WHAT IS EXPECTED:
From the items below, keep only the lines that contain the word "dark", treating uppercase and lowercase as different.

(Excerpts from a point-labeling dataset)
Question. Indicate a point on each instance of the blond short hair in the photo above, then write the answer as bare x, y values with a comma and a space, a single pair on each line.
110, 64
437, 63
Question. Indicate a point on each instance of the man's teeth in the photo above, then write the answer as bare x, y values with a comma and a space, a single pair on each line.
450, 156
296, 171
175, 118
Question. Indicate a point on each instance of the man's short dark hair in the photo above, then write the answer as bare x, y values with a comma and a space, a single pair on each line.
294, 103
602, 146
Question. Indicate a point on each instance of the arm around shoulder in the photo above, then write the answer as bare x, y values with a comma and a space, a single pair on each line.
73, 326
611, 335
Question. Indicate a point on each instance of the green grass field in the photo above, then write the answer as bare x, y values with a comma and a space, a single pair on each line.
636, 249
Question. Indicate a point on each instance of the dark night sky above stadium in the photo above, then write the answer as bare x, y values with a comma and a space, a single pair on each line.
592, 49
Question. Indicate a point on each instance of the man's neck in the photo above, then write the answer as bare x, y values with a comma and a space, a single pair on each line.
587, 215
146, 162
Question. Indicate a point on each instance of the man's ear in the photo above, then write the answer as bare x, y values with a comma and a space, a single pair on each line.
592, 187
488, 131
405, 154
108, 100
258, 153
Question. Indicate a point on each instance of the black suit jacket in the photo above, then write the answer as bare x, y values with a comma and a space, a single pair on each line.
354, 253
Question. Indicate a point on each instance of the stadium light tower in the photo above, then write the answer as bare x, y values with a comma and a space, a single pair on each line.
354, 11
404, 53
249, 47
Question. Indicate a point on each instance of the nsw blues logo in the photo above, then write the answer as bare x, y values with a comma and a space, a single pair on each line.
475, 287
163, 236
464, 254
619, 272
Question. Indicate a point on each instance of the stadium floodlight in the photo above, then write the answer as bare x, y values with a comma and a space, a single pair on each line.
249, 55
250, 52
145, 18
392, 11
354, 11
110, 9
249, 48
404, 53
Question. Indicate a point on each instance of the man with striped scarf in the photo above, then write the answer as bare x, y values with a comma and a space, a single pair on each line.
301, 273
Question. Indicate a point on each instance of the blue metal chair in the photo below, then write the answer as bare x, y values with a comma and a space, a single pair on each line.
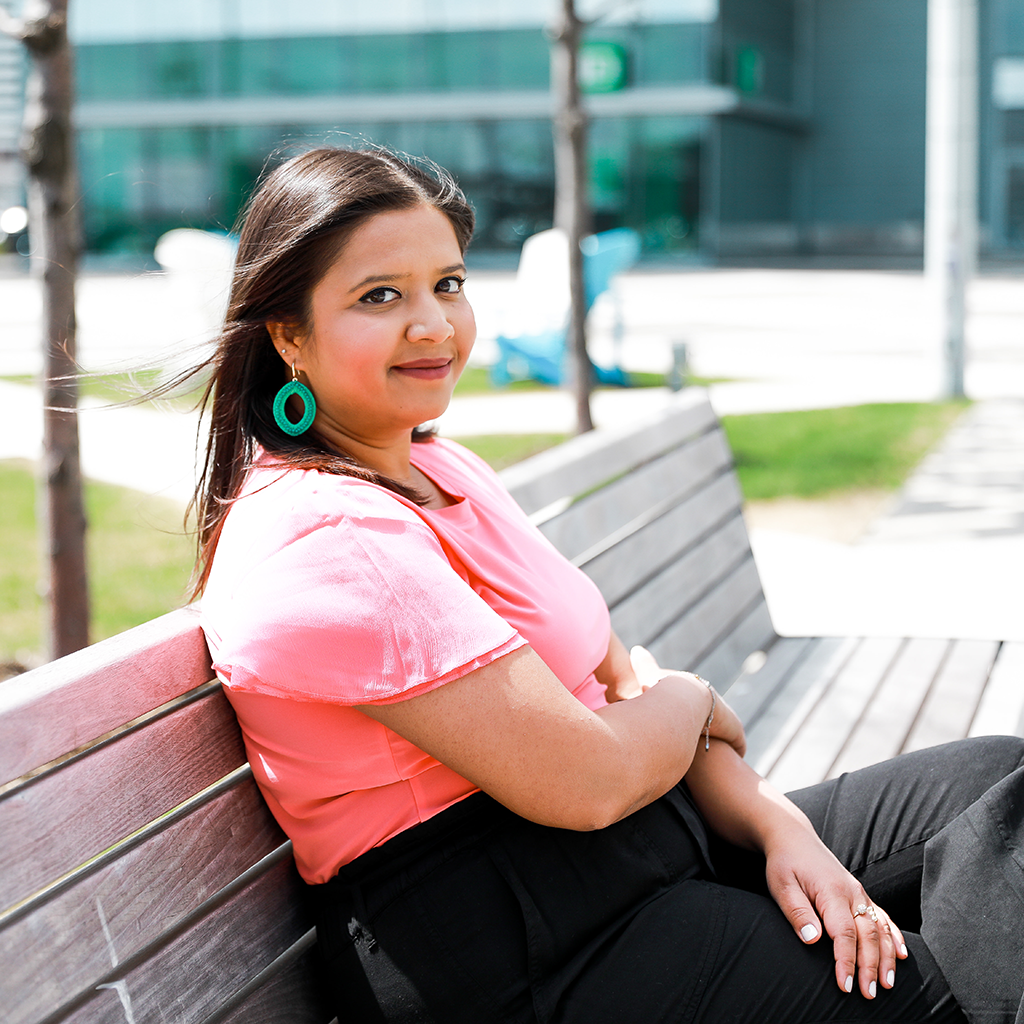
541, 354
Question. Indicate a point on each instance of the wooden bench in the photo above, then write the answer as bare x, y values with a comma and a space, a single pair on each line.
143, 879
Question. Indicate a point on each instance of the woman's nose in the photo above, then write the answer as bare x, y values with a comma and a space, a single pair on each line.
429, 323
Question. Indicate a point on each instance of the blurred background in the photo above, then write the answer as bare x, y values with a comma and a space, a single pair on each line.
722, 129
776, 160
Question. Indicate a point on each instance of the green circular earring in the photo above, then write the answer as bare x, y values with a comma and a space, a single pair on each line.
294, 386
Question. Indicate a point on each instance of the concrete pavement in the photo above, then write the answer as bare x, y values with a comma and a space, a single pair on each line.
936, 565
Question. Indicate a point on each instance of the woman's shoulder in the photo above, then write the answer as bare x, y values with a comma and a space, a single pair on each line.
307, 498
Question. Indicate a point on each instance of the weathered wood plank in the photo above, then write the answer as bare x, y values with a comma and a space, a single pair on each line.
825, 729
65, 946
724, 664
665, 600
886, 724
779, 722
655, 485
707, 624
951, 702
55, 822
1001, 708
67, 704
750, 694
644, 553
589, 460
188, 979
293, 995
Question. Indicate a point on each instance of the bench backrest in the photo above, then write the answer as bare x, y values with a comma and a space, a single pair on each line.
143, 879
652, 512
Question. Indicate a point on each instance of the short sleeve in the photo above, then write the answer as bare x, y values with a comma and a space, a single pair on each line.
363, 607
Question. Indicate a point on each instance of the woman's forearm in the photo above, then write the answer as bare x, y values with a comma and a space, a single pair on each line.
737, 803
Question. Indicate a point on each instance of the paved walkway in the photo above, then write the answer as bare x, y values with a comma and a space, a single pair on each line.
945, 561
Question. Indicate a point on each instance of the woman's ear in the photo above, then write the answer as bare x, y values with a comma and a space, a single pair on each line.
286, 340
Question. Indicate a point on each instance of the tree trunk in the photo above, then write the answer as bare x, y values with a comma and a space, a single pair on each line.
48, 153
571, 212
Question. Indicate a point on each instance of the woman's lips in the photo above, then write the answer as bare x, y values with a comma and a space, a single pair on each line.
426, 370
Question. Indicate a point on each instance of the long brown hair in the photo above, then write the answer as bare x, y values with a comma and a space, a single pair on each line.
293, 229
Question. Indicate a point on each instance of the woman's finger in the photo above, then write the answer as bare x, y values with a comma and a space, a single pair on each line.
646, 668
869, 949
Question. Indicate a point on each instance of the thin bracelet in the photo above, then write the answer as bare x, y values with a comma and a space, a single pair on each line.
711, 717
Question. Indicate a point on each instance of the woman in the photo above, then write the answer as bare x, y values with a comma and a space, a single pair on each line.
503, 815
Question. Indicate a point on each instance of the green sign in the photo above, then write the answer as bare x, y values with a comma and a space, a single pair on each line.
750, 70
602, 67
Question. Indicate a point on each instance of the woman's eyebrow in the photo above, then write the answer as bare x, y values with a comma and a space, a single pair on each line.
387, 279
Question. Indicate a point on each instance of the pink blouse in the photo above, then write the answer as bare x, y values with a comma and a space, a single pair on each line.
328, 592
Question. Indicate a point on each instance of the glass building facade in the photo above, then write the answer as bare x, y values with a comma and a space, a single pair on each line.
721, 127
205, 114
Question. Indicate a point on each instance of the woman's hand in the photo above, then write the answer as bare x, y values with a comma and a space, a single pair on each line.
724, 725
811, 887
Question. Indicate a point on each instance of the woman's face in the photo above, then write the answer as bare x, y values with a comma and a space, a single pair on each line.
390, 329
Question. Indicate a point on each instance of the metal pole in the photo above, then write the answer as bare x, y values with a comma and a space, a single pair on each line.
951, 175
570, 193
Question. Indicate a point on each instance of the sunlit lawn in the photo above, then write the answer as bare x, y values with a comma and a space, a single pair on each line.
820, 452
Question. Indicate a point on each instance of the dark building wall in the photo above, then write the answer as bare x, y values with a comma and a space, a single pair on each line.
756, 169
865, 152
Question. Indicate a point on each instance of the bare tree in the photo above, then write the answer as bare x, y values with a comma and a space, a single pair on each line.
571, 207
47, 148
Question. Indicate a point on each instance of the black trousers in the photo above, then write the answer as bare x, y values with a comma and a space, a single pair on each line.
478, 915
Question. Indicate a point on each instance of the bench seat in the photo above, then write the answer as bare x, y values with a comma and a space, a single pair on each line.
145, 881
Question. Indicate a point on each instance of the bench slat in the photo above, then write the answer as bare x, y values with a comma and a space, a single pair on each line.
66, 945
57, 821
778, 723
662, 482
724, 665
883, 730
192, 977
289, 997
664, 601
589, 460
824, 730
751, 694
62, 706
644, 553
1001, 708
700, 630
951, 702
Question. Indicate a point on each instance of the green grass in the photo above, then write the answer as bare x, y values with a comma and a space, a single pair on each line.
139, 561
822, 452
139, 558
122, 387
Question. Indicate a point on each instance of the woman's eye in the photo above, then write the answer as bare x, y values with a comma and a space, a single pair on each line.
451, 286
379, 295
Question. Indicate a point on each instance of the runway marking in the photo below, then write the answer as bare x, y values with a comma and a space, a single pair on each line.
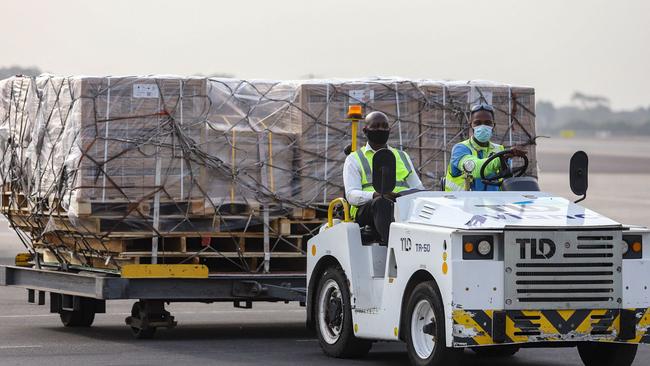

CORRECT RESULT:
Question. Indicate a point on each instance of the man's short dark hair in the photo above, then write the answer as bare x, y values with a comma and a space, a single pair on each line.
Question. Indicate a point on each instance of the dark night sky above stadium in the photo above, then write the answer as bare x, y values with a comma and a space, a single pair on each line.
Question. Indicate a point on each instance of the dark building wall in the photo above, then write the answer as bare x, y values with a comma and a space, a single pair on each line.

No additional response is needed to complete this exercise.